Assigned task 1 —
Reproduce word for word the part of the passage about the drive and childhood scars that begins at the words "At dusk, I pull" and stops after "all the way.".
Assigned task 2 —
In the passage about the drive and childhood scars, what caused the three gashes near the writer's right elbow?
Assigned task 3 —
Continue the passage about the drive and childhood scars from its last sentence.

Passage shown —
I leave Eppley Airfield in a rented Nissan, briefly heading north from Omaha on I-29, then cutting west and picking up Highway 275 just south of Fremont. Blanketed in corn, soybeans, hay, and alfalfa, the land silently pulses as I drive, following a course set by the Elkhorn River. Along the way, I may find myself crawling behind a combine—or racing to pass a truck full of cattle. I try not to think about where they’re headed. I slow when passing through the small towns and villages that dot my route, checking them off as I drive: Scribner. West Point. Beemer. Wisner.

At dusk, I pull over to pay my respects to the setting sun. Streams of red light flood the flat land, coating fields and farmhouses. Before the cooling of darkness, everything connects in momentary tints of red, yellow, orange, and pink.

Outside the car, my skin absorbs the warmth of this light. Sometimes the wind—carrying the sweet smell of cows and crops—sounds bigger than it feels. In the winter, it bites and nips. In the spring, it whips. I wonder how many plough blades have cut into the earth around me, converting the prairie into farmland.

I was two, maybe three, when a wooden swing hit me in the face, and my little legs crumpled into the playground dirt. Blood seeped from my small cheek. My father picked me up, brushed me off, and carried me home. I cried all the way.

Or so I was told. I have no memory of this incident, but I can still see the tiny scar to the right of my nose.

Over the years, strawberries grew on my kneecaps from minor bicycle accidents and Slip ’N Slide mishaps. An infected bug bite on my right shoulder swelled into a permanent lump no cortisone shot can subdue. I still feel a slight kink in my left shoulder from when I was seven and slipped from jungle gym bars and broke my arm. I’ve had a writer’s callus on my left middle finger since I was nine. The three gashes near my right elbow are from cat claws though they look more like knife cuts. Faulty fireworks have made their mark on me, and adhesions from a long-ago surgery remind me of their existence every day. I carry all these markers with me.

Material shown —
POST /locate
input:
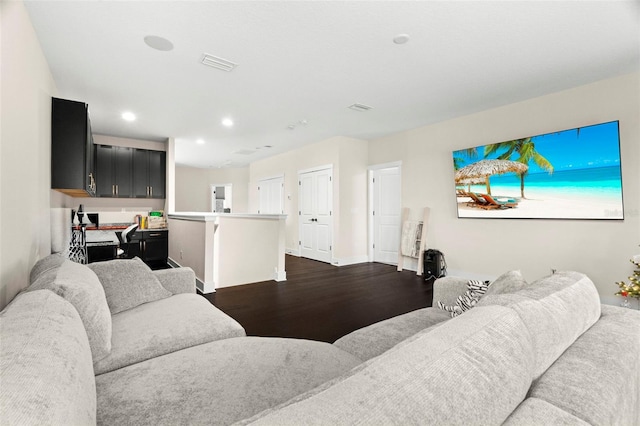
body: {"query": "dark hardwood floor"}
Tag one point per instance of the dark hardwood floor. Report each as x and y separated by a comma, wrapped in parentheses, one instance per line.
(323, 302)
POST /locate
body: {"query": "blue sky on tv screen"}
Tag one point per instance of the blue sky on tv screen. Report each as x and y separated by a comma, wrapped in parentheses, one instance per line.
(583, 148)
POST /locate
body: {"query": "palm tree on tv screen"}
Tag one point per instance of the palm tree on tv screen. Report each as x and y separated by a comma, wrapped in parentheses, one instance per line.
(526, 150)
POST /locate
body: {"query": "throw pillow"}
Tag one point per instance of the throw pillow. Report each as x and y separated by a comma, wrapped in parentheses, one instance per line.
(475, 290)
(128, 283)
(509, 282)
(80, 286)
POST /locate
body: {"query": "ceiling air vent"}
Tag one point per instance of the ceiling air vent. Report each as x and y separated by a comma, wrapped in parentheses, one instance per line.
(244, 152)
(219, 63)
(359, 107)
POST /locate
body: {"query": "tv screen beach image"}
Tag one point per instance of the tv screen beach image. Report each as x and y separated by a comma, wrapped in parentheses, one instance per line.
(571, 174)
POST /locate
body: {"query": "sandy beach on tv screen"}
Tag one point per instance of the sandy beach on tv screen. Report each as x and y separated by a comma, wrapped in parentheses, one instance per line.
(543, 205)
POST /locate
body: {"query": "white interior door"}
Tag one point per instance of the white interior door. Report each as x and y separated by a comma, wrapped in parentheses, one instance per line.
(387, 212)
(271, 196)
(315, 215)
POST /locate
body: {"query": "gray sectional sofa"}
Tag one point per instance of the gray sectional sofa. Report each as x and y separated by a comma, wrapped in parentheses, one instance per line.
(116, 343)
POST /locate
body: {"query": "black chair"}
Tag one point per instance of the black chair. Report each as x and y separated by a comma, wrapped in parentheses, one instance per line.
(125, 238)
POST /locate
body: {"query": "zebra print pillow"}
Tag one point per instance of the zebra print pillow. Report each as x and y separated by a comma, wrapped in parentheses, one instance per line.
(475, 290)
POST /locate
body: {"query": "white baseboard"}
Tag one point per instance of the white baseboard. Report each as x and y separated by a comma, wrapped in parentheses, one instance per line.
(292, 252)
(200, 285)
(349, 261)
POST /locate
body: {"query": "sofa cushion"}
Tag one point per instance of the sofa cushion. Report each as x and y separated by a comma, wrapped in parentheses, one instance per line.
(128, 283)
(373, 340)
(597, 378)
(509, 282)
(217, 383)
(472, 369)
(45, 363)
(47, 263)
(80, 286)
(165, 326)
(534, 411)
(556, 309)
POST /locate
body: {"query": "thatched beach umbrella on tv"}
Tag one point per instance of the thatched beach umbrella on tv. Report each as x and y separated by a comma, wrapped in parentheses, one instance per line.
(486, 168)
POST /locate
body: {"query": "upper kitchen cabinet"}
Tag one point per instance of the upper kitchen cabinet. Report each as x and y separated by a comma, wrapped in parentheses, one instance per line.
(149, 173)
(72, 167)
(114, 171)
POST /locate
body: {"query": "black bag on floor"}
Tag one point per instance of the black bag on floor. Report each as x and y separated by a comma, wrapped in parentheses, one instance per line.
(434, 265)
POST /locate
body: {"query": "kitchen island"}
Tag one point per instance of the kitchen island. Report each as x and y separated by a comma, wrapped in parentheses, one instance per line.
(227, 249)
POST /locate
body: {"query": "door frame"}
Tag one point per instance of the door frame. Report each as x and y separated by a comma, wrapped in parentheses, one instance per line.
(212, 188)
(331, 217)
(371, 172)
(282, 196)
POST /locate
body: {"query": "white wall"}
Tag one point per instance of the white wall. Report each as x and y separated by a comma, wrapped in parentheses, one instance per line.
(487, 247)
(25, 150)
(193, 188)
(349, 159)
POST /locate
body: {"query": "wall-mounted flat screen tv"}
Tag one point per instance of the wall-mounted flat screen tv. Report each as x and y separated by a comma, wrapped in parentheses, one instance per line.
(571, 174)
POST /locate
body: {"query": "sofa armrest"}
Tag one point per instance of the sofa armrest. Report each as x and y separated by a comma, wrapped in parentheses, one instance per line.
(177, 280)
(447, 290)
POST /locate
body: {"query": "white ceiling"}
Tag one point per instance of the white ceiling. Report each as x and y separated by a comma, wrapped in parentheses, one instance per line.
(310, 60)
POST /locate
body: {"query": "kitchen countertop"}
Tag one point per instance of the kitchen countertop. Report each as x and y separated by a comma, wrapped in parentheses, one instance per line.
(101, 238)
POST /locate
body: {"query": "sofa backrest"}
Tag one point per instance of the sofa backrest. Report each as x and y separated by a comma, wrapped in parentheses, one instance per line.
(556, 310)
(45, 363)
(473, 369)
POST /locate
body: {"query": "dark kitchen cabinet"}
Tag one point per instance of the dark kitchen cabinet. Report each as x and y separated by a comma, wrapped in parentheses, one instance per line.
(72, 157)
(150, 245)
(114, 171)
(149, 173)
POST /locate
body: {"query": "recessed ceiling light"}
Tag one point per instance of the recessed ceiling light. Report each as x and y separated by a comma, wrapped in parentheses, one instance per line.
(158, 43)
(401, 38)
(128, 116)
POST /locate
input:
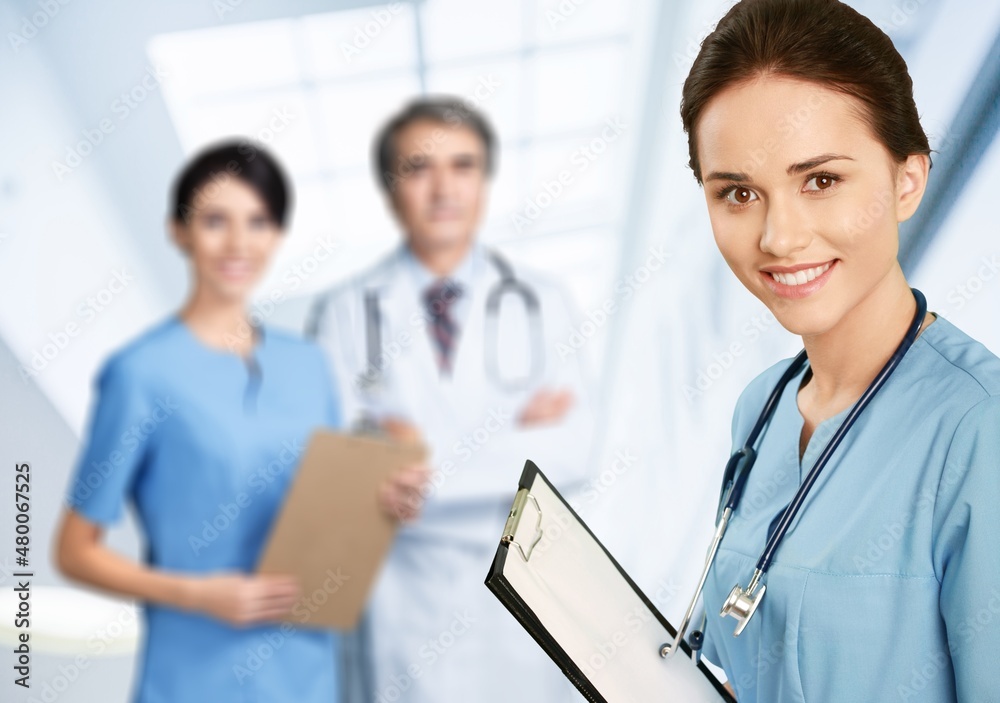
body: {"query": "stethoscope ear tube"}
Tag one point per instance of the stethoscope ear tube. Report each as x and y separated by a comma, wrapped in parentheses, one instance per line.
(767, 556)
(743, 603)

Answer box 1 —
At dusk, I pull over to pay my respects to the setting sun. Streams of red light flood the flat land, coating fields and farmhouses. Before the cooling of darkness, everything connects in momentary tints of red, yellow, orange, and pink.

Outside the car, my skin absorbs the warmth of this light. Sometimes the wind—carrying the sweet smell of cows and crops—sounds bigger than it feels. In the winter, it bites and nips. In the spring, it whips. I wonder how many plough blades have cut into the earth around me, converting the prairie into farmland.

I was two, maybe three, when a wooden swing hit me in the face, and my little legs crumpled into the playground dirt. Blood seeped from my small cheek. My father picked me up, brushed me off, and carried me home. I cried all the way.

Answer box 2 —
Cat claws.

Answer box 3 —
II

I’m following my dad through rows of corn taller than he is. I am small and scared to lose sight of him. I keep my eyes fixed on his sweaty t-shirt, lawn-mowing cut-offs, and grubby sneakers. Though Dad has little farm experience, he moves through this Battle Creek cornfield as if channeling generations of farmers. I waiver between awe and fear. Suddenly, my right foot is stuck in a clump of mud. I freeze, dizzy, a knot in my stomach. I’m supposed to stay out of trouble, take care of myself.

“You’re welcome to as much corn as you can pick,” his friend had told him.

It was 1983. My parents’ second business, just a year old, was funneling us down the toilet. Dad had sold his hunting rifles and our two cars—an Oldsmobile Cruiser bought off the line earlier that year and my mom’s classy Ninety-Eight. In our driveway now were two beasts my grandfather had picked up for cheap: “Big Red,” a run-down old Mercury, and “Ol’ Yeller”—a real clunker, according to the kids across the street. Both cars smelled of cigarettes and age. They rumbled loudly when keys were turned in their ignitions, announcing to the neighborhood that my family was on the move. Even at five I was embarrassed.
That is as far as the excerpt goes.